* Text passage *

Craig Anthony Madden was born on the 25th of September 1958 in Manchester and after playing for Northern Nomads began his professional career at Bury in 1977. Bury's then-manager Bobby Smith had been tipped off about a winger playing for itinerant Manchester side Northern Nomads but he had an off day while Madden, then an apprentice plasterer, scored. That earned him a trial in a reserves match at Coventry. Having scored, he thought it had gone well only for Smith to give him 'a rollicking' for not wearing a shirt and tie to the game. Craig recalls, " I didn’t have a clue – I turned up in a t-shirt, But I started to get a few more chances and when Bob Stokoe, the former Sunderland manager, took over I was offered a contract on £35 a week – a pay cut!" This was because the diminutive, nippy striker gave up plastering when he signed for Bury. He went on to be the club's all-time record goalscorer and who, for many fans, defines events at Gigg Lane in the 1980s. 

He spent nine years at Gigg Lane, making almost 300 league appearances and scoring 129 goals.
As Bury's all-time record goal scorer, he terrorised Division Four defences mercilessly in 1981-82 and his 35 league goals still stands as the highest tally a Bury player has bagged in a season. Again he recalls, " They were very happy times. We would get changed for training at Gigg Lane and then run half a mile to Lower Gigg, which had just one grass pitch, for training. We got promoted from Division Four in 1985 but we didn't have any money even then and I remember the manager Martin Dobson telling me one Thursday that the club had sold me to West Brom."

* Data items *
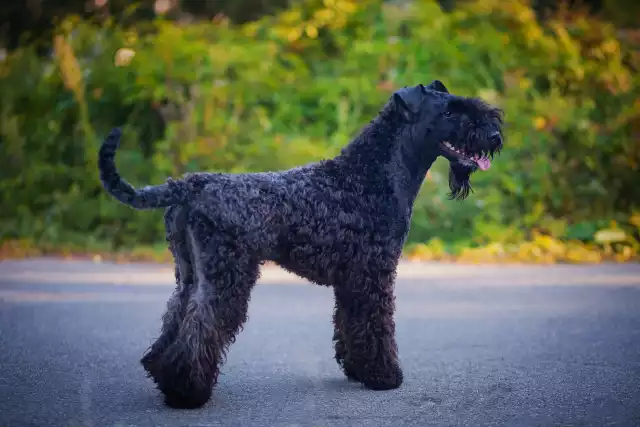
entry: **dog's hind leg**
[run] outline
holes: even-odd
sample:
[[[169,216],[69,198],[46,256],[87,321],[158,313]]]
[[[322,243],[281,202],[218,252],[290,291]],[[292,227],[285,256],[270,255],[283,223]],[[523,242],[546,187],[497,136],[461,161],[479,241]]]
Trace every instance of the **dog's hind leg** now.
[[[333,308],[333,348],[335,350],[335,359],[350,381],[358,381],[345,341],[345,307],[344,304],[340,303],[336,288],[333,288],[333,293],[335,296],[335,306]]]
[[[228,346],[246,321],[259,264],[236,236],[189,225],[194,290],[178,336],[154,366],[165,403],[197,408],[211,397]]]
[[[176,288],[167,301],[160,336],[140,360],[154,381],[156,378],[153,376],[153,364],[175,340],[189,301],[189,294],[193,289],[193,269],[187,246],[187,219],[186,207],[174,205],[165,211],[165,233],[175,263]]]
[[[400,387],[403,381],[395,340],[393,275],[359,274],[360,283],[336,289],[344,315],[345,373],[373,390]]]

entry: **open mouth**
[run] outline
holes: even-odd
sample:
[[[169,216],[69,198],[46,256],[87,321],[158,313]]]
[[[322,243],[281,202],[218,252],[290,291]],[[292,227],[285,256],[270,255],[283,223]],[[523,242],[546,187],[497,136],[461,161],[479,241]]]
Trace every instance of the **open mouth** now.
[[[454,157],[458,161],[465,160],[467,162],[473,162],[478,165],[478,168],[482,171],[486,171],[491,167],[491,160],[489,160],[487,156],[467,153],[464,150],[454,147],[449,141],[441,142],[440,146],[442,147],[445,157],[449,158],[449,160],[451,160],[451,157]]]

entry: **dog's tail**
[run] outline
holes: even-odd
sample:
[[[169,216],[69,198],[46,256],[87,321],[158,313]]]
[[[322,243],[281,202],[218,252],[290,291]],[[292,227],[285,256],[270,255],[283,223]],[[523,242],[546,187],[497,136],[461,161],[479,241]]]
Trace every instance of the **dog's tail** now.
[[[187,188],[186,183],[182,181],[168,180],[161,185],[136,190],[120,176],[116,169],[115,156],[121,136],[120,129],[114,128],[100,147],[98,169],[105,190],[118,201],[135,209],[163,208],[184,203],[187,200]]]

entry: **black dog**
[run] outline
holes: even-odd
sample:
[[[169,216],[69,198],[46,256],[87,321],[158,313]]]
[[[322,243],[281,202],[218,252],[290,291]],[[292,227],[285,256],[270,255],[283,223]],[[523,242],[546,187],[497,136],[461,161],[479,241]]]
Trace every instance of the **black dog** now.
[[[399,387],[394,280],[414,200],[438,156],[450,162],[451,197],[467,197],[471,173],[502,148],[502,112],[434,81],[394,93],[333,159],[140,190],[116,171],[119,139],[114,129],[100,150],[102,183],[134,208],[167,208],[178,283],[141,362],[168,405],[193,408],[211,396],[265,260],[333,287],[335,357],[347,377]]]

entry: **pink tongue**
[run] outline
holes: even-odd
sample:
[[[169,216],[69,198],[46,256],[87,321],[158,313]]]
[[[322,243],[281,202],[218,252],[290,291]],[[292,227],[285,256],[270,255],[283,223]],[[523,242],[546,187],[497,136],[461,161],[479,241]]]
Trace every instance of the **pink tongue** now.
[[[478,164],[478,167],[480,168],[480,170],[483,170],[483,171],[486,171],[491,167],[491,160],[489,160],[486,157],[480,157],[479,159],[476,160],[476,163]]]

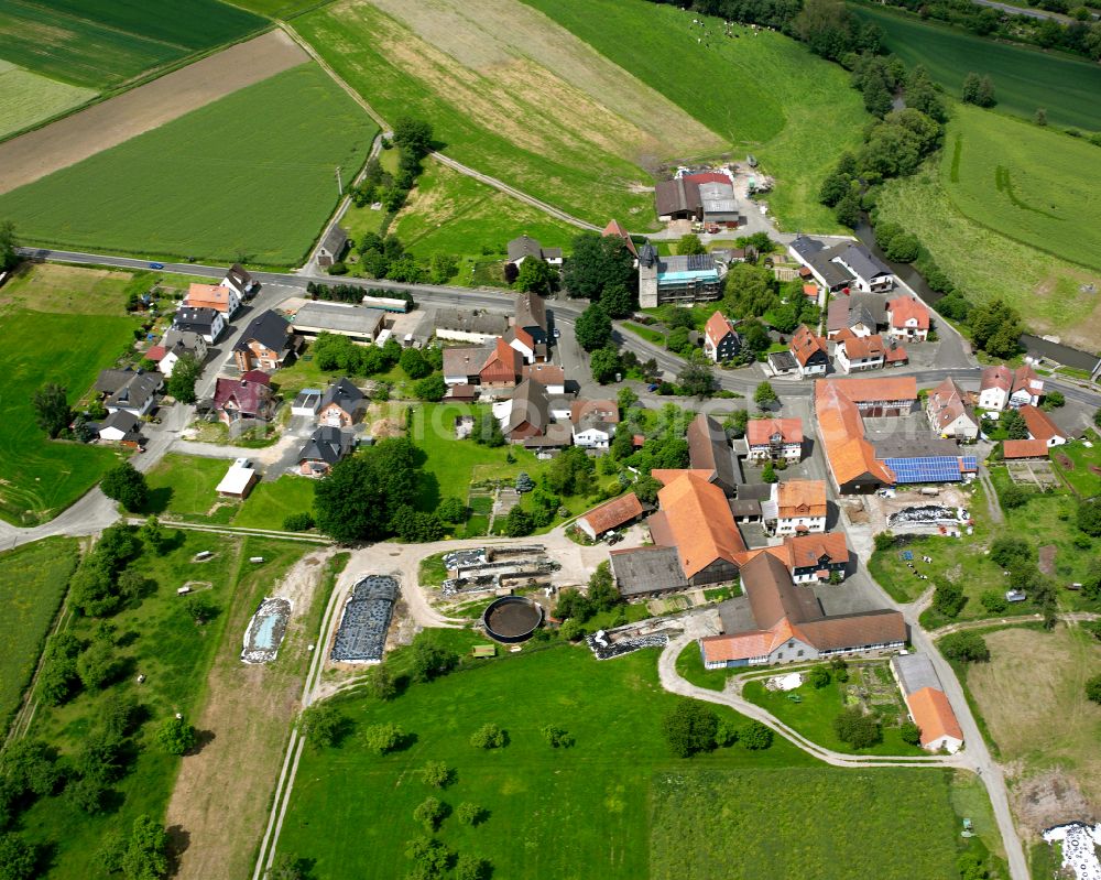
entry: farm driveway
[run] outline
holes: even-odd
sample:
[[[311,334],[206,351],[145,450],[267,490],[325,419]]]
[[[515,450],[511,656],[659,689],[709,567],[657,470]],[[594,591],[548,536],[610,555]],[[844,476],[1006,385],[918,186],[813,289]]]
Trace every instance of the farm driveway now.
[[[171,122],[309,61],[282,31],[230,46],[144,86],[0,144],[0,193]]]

==

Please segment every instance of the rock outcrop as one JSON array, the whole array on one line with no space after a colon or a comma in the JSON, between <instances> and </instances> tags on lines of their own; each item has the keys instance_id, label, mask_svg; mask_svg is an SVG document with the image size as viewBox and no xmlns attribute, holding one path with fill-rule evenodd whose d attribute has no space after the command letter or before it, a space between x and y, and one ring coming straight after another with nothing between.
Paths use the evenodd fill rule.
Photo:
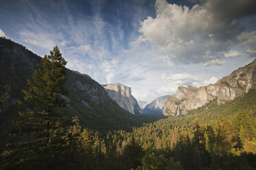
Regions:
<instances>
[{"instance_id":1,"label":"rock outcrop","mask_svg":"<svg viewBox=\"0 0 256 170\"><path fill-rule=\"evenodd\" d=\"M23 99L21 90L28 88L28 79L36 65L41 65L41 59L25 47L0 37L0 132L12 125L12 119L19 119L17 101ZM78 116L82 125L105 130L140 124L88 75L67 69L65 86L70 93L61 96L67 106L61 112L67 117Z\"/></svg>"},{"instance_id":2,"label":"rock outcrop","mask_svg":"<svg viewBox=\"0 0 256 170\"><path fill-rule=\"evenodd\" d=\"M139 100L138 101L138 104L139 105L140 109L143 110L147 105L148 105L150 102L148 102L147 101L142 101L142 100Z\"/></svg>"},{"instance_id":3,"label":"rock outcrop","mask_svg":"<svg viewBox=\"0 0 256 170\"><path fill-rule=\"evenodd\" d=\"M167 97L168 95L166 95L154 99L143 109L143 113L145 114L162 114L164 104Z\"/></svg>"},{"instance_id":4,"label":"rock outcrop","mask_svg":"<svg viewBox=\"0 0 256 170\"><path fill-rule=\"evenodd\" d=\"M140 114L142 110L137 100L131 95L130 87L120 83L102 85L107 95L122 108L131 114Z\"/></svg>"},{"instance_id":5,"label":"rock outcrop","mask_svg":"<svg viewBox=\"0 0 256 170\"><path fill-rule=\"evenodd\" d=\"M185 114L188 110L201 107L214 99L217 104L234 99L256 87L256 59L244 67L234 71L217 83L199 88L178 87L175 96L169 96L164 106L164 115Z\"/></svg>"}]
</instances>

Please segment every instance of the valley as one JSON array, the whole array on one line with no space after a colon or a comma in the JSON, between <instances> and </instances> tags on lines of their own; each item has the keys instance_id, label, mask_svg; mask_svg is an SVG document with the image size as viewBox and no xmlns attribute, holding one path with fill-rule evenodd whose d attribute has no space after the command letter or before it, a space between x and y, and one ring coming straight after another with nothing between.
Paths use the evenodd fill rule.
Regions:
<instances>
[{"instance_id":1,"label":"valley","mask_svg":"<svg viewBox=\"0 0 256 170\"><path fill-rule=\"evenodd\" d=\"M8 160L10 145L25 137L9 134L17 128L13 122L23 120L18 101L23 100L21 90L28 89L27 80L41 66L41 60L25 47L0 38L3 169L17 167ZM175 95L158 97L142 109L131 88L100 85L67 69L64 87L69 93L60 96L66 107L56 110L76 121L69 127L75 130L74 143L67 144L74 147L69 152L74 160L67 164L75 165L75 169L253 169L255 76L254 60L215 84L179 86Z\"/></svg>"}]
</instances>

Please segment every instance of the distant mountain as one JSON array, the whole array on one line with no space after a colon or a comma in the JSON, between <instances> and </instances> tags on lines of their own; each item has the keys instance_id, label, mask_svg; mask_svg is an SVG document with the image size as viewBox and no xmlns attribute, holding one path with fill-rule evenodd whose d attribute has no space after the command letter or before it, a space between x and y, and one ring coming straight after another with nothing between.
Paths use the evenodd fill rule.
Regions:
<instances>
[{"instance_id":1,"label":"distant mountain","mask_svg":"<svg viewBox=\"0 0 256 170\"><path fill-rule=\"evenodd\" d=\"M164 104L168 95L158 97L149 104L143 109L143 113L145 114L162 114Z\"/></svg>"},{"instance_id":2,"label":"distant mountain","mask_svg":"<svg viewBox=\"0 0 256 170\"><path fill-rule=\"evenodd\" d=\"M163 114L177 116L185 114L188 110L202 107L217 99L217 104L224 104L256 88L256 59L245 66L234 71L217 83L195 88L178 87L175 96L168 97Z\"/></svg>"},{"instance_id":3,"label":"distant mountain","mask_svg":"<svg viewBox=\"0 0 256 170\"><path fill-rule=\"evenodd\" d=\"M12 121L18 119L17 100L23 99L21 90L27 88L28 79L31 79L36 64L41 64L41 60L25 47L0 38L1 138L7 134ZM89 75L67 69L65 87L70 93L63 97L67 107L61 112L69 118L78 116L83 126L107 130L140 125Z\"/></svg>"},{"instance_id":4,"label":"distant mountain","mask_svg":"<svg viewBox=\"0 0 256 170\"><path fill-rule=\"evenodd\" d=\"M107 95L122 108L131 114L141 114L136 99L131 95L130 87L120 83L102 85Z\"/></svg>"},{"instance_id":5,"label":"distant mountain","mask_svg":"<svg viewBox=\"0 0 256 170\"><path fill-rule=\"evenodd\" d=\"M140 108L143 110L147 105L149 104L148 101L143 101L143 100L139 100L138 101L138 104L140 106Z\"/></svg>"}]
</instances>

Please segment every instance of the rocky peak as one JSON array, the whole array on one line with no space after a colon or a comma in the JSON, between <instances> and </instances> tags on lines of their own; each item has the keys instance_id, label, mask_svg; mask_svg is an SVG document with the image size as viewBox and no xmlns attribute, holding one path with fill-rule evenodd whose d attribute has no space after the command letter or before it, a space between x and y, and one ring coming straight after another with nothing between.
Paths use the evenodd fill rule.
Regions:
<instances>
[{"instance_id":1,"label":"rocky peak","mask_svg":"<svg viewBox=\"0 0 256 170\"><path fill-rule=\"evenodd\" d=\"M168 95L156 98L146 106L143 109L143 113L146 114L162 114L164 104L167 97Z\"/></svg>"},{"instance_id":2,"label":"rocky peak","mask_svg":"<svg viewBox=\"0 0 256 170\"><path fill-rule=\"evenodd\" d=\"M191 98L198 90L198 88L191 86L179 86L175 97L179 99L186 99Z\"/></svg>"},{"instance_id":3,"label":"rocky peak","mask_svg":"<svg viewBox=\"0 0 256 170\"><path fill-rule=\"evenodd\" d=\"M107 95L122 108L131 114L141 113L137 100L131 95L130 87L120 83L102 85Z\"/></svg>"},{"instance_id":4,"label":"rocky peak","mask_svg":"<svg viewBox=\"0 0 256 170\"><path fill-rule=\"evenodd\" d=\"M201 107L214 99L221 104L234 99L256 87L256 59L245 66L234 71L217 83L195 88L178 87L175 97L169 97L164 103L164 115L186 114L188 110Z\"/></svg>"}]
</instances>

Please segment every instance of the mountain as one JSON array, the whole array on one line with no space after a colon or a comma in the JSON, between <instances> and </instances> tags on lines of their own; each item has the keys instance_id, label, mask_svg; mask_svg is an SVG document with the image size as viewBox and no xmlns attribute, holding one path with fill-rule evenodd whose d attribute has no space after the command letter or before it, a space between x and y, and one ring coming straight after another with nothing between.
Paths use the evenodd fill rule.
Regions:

--

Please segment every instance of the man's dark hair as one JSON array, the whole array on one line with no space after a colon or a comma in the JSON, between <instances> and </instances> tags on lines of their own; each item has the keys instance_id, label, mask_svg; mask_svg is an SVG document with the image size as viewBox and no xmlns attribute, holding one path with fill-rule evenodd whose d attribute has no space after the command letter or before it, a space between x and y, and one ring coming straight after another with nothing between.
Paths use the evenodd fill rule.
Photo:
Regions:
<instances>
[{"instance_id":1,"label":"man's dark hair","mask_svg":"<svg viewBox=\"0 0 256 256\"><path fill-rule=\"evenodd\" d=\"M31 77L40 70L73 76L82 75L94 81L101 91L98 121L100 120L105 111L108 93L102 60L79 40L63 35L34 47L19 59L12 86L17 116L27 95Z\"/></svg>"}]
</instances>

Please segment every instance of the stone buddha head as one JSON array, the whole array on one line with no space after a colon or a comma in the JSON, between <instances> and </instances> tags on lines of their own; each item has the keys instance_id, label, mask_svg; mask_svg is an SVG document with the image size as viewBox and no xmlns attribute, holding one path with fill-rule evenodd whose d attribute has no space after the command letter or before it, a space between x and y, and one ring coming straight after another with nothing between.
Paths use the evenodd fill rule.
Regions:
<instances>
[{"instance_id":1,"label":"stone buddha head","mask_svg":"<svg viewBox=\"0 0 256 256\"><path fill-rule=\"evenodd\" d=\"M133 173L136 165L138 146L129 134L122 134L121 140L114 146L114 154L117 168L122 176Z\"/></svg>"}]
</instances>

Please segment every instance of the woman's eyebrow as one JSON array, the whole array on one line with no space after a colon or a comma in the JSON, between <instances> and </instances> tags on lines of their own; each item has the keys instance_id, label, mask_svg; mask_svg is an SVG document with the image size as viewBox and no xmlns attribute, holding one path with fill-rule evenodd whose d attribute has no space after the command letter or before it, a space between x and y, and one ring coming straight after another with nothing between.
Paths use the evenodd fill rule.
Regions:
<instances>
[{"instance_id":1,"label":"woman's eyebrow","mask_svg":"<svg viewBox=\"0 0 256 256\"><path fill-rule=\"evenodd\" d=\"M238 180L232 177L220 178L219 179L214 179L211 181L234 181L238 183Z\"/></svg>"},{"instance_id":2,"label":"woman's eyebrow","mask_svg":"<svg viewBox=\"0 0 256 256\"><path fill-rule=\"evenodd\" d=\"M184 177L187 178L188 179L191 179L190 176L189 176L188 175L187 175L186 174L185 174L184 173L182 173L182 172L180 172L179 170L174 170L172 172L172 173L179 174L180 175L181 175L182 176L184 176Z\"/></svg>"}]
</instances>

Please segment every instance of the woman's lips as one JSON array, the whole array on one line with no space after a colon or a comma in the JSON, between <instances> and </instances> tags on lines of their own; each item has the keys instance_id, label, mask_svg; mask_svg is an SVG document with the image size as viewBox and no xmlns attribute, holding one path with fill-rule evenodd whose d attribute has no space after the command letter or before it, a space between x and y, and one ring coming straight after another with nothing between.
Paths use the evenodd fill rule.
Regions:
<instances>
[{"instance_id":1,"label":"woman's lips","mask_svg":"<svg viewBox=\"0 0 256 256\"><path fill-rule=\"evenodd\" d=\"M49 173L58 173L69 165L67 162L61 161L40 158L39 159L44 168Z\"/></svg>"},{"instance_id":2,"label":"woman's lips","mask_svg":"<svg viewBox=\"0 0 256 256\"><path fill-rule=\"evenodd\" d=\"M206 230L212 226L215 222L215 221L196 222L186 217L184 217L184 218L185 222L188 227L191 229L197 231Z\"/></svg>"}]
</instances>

* Goal *
Can you resume the passage about Craig Madden's football career, continuing on from its final sentence?

* Response below *
He was voted Bury's all-time cult hero by Football Focus viewers and won with 63% of the vote, ahead of fellow Bury favourites David Adekola and Greg Farrell. 

One comment made by a Bury fan voting for him said, "Madden.... simply the best. A bit like Van Nistelrooy, always there in the box to fire home the winner. 35 goals one season. He was always there to slam them in to the watching Manny Road end, usually in the last few minutes."
After spells with West Brom, Blackpool and York he moved to non-league Fleetwood Town where he found his scoring touch again and continued to enjoy the game.
 

In 2001, he moved into management and  became caretaker manager of Stockport County. Then in June 2010 he was appointed assistant manager at newly promoted Fleetwood Town alongside Micky Mellon. Following Micky Mellon's departure in December 2012 he became youth team manager.